Please mark each of the following statements yes or no according to whether it agrees with the home-defense thread, and quote the words of the thread that decide it.
1. The NRA recommends keeping a cell phone, a high intensity flashlight, and a set of house keys in the safe room.
2. The poster pic prefers to keep home defense guns in several different places in the home.
3. Getting out of the house while someone else is inside it is called often the best personal security option.

SELECTION>
## begin

HAVE A WELL THOUGHT OUT AND VIABLE HOME SELF-DEFENSE PLAN.

(10) Ideally, you should know: (10a) The best contact and ambush points around your home. (10b) The safest and best angles and lines of fire throughout your house; and (10c) have a coordinated response plan between yourself and all other family members.

The NRA recommends using a preselected, 'safe room' and keeping a cell phone, a high intensity flashlight, and a set of house keys in that safe room with you. If - if - you, also, have outside egress from that safe room, then, so much the better. Getting out of the house whenever someone else is inside it is often your best personal security option, and should be taken whenever it's prudent to do so.


----------



## pic (Nov 14, 2009)

Keeping or hiding your "self defense" "go to gun", in different places in the home doesn't work for me.

I personally need to have my home defense gun or guns in the same place out of sight.

I have tried switching different areas, for me I need to know where the mags , guns are located without thinking about it.

That is the only difference I would have.

Good job so far, I'm sure your final edit will be GREAT!
Thanks for sharing
Pic


----------



## paratrooper (Feb 1, 2012)

pic said:


> Keeping or hiding your "self defense" "go to gun", in different places in the home doesn't work for me.

## end

DATA LISTING>
## begin

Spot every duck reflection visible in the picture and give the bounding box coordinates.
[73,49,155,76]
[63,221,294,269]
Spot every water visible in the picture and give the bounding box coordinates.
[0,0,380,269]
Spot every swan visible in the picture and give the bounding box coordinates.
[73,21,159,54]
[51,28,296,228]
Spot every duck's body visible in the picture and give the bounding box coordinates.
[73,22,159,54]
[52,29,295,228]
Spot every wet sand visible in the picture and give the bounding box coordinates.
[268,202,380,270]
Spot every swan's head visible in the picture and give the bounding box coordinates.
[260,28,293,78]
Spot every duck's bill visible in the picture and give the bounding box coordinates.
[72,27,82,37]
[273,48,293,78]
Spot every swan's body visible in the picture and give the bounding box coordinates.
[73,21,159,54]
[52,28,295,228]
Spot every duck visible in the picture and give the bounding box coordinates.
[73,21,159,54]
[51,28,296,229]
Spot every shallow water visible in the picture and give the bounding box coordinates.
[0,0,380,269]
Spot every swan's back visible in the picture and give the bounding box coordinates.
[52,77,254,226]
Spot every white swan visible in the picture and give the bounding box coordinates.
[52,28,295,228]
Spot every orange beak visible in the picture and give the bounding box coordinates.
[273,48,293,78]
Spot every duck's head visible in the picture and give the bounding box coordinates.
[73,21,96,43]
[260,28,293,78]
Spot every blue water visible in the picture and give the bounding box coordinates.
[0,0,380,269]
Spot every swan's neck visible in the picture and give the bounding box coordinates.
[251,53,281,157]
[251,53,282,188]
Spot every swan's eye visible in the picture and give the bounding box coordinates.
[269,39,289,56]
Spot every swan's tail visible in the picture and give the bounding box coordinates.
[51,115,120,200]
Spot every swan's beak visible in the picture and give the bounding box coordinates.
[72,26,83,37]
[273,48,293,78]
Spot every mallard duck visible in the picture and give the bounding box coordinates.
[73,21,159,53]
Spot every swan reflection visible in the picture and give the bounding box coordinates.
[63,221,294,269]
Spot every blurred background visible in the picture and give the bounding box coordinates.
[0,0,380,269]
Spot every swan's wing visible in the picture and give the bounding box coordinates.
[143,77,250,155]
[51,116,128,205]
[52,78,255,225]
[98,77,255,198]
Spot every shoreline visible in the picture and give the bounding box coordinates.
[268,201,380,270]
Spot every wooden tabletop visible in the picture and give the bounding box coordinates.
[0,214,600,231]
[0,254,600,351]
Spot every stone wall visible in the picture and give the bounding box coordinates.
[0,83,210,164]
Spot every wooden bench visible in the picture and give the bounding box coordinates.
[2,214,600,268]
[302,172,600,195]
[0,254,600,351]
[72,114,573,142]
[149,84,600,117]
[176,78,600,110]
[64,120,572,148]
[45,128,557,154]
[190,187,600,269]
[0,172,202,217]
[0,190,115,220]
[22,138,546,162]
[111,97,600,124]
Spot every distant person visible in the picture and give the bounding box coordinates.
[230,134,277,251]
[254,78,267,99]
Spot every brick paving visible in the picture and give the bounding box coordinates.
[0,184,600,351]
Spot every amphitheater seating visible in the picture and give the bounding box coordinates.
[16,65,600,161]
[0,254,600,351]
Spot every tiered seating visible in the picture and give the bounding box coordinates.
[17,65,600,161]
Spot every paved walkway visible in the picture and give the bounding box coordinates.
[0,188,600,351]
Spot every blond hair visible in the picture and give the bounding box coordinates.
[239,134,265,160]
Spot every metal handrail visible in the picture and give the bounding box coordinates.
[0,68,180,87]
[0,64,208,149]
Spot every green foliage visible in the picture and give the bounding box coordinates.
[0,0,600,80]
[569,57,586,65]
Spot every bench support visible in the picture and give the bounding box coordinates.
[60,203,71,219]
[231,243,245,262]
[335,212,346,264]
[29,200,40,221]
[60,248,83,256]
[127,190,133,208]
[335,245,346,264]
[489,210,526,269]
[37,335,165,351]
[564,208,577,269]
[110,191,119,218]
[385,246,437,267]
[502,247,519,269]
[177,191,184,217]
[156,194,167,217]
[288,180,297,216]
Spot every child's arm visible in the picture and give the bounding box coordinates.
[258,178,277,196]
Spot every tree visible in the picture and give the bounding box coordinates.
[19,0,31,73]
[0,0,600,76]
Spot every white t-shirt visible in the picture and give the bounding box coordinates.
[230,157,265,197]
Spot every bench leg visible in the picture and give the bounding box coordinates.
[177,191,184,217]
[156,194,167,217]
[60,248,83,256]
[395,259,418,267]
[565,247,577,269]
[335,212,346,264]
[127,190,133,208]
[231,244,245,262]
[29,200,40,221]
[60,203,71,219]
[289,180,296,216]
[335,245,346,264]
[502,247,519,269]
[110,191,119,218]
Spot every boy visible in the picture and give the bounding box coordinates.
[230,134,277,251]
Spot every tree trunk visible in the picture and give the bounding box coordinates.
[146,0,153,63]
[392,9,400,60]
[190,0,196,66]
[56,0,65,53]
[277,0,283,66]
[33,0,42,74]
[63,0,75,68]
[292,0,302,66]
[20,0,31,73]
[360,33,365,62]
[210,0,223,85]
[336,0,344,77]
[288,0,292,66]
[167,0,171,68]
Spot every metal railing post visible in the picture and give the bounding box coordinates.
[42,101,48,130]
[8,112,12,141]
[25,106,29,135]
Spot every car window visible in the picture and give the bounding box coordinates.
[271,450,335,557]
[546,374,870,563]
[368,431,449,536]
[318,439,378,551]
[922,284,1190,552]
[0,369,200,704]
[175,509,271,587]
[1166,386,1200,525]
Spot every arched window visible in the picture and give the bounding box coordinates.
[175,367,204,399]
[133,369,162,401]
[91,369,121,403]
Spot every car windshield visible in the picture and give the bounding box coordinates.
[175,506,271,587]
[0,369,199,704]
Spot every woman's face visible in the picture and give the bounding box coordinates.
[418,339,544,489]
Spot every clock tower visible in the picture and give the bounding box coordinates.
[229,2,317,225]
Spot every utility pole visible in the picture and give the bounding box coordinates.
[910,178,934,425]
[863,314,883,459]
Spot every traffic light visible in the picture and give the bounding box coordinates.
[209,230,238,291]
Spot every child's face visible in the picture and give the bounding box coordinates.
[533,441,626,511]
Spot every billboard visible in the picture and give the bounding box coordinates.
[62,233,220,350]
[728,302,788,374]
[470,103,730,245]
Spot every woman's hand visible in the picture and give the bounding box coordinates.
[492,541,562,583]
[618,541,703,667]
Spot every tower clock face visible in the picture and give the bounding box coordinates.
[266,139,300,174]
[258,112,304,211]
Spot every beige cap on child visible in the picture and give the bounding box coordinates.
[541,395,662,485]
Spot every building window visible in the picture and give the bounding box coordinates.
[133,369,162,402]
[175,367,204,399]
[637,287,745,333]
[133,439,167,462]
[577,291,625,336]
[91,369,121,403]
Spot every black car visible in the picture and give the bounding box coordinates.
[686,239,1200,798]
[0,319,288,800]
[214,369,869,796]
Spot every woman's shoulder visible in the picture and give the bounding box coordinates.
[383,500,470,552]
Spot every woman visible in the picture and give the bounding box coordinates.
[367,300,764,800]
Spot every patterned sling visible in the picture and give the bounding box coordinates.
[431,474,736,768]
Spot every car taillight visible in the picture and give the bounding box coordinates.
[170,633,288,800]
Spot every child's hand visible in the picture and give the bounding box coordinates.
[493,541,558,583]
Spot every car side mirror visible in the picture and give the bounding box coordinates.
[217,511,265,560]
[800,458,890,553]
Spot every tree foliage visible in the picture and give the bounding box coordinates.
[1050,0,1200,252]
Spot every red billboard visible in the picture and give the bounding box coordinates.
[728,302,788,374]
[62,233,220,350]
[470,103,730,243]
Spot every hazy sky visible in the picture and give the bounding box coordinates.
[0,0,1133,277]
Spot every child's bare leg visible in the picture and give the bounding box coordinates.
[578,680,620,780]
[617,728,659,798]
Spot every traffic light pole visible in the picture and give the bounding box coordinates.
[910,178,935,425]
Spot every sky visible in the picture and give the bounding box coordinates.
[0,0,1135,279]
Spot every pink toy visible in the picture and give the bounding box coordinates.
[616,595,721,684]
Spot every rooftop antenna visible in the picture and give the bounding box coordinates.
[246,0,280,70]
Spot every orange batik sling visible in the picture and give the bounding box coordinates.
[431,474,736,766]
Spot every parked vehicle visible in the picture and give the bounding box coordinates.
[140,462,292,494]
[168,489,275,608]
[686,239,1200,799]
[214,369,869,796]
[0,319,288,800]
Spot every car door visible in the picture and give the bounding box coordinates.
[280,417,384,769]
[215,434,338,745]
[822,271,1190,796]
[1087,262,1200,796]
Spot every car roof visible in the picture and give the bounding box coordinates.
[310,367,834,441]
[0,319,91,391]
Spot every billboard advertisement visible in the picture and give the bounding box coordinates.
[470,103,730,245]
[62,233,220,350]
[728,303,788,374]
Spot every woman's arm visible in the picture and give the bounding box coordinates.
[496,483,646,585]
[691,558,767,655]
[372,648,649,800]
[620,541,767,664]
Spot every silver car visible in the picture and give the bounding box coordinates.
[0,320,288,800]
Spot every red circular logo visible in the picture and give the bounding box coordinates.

## end

ANSWER FOR THE TASK>
1. Yes: "The NRA recommends using a preselected, 'safe room' and keeping a cell phone, a high intensity flashlight, and a set of house keys in that safe room with you."
2. No: "I personally need to have my home defense gun or guns in the same place out of sight."
3. Yes: "Getting out of the house whenever someone else is inside it is often your best personal security option"